Saved entries:
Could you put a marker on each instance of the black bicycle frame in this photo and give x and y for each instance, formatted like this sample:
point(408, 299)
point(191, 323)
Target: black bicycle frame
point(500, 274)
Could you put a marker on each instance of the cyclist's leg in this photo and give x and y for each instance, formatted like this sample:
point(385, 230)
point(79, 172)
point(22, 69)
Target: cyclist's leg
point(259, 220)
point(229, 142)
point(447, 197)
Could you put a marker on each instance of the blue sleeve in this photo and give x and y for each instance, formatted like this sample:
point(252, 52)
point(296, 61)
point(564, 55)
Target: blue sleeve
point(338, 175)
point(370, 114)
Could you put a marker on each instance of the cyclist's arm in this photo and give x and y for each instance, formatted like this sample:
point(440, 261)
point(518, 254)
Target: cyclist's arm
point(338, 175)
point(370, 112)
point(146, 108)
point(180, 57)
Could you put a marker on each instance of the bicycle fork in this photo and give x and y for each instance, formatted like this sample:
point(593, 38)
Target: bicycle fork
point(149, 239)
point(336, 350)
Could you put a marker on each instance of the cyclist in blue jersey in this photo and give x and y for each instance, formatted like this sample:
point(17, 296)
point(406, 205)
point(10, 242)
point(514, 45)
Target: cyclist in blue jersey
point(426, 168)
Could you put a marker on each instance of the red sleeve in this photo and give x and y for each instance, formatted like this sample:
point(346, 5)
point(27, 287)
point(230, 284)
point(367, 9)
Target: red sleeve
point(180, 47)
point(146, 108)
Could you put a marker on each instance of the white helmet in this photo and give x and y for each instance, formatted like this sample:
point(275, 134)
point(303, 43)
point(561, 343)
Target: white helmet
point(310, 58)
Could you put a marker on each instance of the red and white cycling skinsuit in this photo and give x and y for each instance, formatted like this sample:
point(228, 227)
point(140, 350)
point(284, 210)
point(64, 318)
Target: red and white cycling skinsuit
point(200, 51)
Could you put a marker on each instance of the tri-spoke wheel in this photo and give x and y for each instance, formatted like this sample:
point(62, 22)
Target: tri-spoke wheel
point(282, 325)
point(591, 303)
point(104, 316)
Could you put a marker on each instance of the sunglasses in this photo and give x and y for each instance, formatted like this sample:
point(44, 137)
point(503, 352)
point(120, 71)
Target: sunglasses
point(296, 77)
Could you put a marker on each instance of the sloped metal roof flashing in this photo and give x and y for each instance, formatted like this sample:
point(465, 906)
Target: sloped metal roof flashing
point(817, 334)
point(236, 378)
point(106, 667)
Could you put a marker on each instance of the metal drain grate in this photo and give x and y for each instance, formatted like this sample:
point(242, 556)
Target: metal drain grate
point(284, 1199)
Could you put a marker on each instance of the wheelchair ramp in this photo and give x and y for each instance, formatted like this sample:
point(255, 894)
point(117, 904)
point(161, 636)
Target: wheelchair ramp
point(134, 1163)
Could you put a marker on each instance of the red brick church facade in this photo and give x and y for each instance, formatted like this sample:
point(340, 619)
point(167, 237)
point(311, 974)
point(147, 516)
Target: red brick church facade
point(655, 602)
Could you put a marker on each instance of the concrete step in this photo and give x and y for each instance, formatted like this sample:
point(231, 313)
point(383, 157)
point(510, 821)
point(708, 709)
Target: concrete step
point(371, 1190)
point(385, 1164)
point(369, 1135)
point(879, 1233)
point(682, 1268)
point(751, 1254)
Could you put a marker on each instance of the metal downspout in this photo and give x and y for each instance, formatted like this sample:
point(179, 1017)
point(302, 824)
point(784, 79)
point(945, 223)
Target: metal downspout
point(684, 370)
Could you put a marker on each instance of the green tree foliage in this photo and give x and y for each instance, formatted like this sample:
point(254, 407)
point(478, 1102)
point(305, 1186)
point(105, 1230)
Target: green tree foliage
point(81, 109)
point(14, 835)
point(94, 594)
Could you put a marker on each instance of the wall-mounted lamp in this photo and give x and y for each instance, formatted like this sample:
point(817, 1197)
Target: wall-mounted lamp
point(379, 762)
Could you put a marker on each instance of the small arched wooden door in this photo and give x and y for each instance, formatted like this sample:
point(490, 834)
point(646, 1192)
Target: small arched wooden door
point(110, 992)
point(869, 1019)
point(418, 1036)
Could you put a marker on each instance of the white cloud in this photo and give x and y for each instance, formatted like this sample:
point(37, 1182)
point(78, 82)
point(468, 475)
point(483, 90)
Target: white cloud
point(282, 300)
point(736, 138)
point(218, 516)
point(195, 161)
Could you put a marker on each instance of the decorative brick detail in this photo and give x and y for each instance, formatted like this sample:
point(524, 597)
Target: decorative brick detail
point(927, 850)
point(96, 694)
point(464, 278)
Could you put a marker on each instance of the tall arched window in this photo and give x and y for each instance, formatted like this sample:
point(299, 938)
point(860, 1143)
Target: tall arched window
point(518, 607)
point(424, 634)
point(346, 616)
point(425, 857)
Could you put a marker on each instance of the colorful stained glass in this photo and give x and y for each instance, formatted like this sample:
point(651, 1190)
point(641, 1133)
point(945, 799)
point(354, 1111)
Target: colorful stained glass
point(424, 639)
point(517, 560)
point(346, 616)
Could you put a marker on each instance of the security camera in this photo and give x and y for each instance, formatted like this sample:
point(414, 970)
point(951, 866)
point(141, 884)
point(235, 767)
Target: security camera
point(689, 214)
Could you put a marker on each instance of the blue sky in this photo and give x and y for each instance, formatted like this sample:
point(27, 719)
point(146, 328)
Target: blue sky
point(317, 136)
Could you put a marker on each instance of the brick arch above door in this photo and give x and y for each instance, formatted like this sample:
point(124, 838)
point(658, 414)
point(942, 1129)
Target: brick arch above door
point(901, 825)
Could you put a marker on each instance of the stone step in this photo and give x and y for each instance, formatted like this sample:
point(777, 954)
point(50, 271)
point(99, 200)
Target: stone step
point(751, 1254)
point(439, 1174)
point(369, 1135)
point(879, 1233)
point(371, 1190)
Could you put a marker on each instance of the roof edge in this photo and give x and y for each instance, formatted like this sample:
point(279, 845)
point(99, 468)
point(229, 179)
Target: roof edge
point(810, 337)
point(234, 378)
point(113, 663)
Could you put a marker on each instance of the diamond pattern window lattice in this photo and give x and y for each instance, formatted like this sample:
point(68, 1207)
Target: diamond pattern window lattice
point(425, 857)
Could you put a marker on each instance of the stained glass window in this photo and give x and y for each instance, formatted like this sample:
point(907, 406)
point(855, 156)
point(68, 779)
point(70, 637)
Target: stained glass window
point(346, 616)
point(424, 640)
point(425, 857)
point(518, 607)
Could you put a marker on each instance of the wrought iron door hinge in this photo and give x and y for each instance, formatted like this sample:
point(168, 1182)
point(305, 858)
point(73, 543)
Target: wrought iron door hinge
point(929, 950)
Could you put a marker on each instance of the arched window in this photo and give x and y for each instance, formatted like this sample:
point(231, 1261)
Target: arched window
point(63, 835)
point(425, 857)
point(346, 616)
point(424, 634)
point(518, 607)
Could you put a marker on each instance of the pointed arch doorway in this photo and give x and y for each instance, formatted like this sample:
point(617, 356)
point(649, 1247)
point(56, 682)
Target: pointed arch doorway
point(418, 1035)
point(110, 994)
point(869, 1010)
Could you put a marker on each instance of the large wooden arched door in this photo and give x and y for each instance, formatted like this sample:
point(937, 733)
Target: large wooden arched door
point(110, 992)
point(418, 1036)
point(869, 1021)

### Instructions for the task
Starting at the line that has "point(252, 52)" and ending at the line that has "point(518, 254)", please write out the lines above exactly, leaving out all others.

### Result for this task
point(252, 52)
point(296, 61)
point(564, 55)
Target: blue sleeve
point(338, 175)
point(370, 114)
Could you put a marker on each instance of the cyclist's arm in this photo and give x and y for each instance, formatted like this sample:
point(440, 261)
point(518, 254)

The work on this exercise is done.